Objective ▸ Return every line of the entries below that contains the string "blouse", matching case exactly.

Records for processing ▸
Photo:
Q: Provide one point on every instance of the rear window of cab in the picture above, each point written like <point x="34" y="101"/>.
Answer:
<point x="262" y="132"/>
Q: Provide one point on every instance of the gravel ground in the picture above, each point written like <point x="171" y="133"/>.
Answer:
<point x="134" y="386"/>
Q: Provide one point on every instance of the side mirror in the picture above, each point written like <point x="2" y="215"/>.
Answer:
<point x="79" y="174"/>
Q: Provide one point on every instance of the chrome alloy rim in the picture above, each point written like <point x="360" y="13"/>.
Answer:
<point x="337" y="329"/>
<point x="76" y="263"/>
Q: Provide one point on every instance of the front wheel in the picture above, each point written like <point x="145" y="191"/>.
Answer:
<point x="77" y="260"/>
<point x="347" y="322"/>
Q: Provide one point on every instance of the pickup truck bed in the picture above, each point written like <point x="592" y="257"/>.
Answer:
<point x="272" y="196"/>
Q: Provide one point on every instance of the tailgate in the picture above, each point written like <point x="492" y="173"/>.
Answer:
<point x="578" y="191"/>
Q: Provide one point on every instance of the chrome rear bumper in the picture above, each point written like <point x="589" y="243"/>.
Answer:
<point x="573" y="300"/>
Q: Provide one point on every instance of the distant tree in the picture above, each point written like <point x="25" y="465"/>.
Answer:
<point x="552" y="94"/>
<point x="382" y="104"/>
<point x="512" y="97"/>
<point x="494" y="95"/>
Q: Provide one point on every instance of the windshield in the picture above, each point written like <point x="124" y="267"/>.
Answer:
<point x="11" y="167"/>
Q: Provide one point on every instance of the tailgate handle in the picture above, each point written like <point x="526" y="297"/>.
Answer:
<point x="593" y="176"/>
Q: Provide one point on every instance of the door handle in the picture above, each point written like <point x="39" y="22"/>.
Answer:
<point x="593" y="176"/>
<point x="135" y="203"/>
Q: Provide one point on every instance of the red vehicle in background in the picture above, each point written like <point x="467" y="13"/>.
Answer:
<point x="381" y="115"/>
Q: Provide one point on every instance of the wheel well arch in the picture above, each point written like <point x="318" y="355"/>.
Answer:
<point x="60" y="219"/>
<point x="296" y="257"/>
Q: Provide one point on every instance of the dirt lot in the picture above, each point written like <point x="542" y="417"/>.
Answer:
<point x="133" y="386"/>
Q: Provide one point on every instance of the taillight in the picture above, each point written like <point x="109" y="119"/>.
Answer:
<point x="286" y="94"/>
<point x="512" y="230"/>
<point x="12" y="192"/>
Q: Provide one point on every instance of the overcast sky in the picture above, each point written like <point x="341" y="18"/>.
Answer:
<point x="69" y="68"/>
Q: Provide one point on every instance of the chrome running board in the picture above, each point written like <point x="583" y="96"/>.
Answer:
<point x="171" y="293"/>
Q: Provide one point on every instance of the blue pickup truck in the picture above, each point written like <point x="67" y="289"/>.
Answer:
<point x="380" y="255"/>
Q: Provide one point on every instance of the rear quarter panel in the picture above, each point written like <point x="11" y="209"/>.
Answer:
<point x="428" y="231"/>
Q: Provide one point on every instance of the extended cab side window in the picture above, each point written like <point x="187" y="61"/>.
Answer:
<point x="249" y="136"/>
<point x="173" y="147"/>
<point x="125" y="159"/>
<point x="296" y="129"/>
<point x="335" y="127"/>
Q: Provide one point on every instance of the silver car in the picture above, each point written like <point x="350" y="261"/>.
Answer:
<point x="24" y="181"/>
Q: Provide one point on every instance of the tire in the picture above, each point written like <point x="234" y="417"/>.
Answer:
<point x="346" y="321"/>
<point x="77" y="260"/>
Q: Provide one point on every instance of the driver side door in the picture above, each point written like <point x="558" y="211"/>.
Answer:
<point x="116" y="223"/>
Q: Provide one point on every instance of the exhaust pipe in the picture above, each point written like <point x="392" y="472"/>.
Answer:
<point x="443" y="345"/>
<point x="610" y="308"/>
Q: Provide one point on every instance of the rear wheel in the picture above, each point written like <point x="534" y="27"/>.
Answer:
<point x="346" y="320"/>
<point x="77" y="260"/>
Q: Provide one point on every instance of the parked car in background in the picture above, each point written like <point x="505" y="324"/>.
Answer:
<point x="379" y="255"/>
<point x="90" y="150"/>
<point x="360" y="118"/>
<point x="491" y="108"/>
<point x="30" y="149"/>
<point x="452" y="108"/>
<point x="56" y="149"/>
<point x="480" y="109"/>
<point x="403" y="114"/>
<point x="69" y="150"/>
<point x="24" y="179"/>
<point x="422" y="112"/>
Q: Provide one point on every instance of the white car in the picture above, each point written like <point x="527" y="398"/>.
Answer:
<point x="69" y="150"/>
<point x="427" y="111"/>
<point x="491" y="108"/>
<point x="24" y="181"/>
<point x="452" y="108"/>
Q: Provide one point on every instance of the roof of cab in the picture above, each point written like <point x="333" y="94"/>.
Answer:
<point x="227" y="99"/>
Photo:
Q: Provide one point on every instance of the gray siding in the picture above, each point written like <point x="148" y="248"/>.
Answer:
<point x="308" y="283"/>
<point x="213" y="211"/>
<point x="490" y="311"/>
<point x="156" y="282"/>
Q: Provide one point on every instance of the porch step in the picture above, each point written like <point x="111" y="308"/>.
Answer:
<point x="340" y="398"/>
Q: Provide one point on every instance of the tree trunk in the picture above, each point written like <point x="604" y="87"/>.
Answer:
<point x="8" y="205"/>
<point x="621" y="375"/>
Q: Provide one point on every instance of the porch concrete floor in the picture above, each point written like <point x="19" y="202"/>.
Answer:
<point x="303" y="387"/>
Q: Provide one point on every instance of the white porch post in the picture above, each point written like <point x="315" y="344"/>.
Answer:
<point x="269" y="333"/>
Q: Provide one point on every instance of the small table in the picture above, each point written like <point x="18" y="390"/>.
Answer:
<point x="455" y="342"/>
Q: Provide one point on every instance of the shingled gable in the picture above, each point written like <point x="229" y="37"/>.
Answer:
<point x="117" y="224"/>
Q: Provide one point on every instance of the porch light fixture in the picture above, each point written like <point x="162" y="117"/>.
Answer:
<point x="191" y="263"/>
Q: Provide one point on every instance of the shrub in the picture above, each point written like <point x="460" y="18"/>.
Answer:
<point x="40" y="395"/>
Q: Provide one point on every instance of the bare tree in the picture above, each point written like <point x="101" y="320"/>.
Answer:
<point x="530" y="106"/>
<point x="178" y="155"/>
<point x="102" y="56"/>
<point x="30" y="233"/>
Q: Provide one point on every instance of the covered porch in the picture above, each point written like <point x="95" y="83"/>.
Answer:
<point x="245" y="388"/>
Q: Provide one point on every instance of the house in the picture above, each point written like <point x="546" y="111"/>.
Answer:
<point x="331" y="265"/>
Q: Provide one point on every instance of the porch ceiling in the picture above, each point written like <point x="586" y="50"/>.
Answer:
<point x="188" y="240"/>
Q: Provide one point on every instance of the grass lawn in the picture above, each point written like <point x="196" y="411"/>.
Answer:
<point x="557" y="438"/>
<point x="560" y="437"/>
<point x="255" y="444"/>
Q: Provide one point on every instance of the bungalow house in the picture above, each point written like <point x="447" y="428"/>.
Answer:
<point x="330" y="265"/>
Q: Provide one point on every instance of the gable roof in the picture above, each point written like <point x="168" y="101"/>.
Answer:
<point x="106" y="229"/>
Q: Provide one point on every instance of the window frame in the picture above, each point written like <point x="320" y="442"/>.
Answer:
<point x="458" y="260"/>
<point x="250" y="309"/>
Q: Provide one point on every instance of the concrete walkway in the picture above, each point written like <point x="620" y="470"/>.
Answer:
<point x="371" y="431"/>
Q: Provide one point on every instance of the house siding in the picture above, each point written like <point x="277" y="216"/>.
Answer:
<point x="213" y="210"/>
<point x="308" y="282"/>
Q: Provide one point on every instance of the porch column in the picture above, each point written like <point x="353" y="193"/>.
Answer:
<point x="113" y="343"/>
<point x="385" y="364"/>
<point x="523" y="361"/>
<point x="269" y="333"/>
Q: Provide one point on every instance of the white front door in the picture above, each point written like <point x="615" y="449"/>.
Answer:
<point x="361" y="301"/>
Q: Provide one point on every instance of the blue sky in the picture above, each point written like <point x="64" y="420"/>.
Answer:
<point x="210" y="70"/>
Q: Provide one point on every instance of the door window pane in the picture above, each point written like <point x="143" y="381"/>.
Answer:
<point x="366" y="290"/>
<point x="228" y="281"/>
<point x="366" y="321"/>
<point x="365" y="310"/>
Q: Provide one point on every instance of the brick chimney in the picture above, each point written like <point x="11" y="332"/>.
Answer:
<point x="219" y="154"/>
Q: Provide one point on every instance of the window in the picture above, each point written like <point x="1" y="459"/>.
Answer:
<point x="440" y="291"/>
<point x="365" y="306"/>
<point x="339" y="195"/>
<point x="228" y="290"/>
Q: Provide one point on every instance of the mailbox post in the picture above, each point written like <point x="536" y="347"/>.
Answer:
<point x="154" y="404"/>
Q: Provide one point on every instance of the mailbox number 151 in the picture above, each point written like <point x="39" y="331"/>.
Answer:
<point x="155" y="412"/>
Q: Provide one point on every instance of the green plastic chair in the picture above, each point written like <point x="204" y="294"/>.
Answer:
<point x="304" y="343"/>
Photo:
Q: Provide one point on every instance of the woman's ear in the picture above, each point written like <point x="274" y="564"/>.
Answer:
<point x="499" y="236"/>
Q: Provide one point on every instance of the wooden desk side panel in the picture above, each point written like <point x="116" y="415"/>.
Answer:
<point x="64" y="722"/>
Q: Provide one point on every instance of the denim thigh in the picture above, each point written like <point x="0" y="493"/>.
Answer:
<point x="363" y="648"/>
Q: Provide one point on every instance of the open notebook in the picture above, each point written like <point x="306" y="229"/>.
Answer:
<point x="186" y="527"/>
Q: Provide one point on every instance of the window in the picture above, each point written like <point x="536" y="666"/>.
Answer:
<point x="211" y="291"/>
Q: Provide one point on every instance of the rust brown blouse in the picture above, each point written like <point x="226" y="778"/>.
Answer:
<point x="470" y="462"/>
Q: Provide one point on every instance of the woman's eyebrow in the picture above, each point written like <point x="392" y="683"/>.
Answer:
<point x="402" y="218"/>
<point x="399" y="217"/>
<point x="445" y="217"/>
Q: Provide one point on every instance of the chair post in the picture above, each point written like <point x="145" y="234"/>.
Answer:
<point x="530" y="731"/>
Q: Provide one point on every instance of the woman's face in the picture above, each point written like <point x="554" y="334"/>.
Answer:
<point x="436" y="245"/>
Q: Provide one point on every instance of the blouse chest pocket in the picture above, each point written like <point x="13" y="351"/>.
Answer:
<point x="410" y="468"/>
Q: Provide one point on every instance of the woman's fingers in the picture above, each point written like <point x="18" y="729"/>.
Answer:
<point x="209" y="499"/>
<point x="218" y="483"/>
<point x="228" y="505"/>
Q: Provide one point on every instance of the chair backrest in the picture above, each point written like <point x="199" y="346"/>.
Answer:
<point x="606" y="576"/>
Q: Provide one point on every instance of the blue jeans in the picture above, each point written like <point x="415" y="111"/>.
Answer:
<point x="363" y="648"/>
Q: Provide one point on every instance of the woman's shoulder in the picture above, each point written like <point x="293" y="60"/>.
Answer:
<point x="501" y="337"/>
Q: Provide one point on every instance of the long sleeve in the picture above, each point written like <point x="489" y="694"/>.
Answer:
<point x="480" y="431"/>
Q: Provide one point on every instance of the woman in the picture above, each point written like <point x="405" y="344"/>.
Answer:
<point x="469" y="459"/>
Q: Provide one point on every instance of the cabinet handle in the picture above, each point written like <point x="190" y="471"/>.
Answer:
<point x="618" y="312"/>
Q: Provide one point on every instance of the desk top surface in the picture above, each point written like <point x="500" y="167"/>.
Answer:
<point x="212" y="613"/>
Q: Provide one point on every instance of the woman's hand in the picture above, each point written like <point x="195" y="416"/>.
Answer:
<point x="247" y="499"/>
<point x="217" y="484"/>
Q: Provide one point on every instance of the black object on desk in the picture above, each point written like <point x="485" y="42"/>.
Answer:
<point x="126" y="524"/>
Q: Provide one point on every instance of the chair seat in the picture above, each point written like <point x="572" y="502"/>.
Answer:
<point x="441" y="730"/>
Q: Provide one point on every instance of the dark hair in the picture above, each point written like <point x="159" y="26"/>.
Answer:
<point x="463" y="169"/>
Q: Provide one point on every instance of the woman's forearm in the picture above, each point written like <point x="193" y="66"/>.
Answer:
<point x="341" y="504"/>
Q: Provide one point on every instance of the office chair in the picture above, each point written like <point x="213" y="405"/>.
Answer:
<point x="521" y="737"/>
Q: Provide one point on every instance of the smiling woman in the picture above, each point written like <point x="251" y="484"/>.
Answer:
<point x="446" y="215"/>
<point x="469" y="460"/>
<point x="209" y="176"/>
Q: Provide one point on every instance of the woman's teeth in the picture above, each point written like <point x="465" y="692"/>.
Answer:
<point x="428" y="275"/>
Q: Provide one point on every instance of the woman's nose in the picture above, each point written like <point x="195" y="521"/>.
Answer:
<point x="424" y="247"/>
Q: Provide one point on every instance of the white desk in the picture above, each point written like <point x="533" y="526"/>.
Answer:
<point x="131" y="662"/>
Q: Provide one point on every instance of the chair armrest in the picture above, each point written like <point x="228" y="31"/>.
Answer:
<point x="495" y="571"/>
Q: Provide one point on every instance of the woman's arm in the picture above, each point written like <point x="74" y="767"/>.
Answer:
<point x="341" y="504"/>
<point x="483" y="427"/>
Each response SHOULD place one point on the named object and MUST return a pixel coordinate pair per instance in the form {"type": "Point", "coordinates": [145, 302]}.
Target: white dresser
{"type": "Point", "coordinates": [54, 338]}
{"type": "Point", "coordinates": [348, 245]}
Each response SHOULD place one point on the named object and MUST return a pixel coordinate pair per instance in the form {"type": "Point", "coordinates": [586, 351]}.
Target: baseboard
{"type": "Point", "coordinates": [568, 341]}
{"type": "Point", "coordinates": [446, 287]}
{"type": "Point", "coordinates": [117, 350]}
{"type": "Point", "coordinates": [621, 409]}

Completed task ▸
Q: Provide one point on every instance of the rust brown blouse in the picture above, each point written like <point x="226" y="778"/>.
Q: Provide one point on every instance of the blouse chest pocket in the picture above, each point written like <point x="13" y="351"/>.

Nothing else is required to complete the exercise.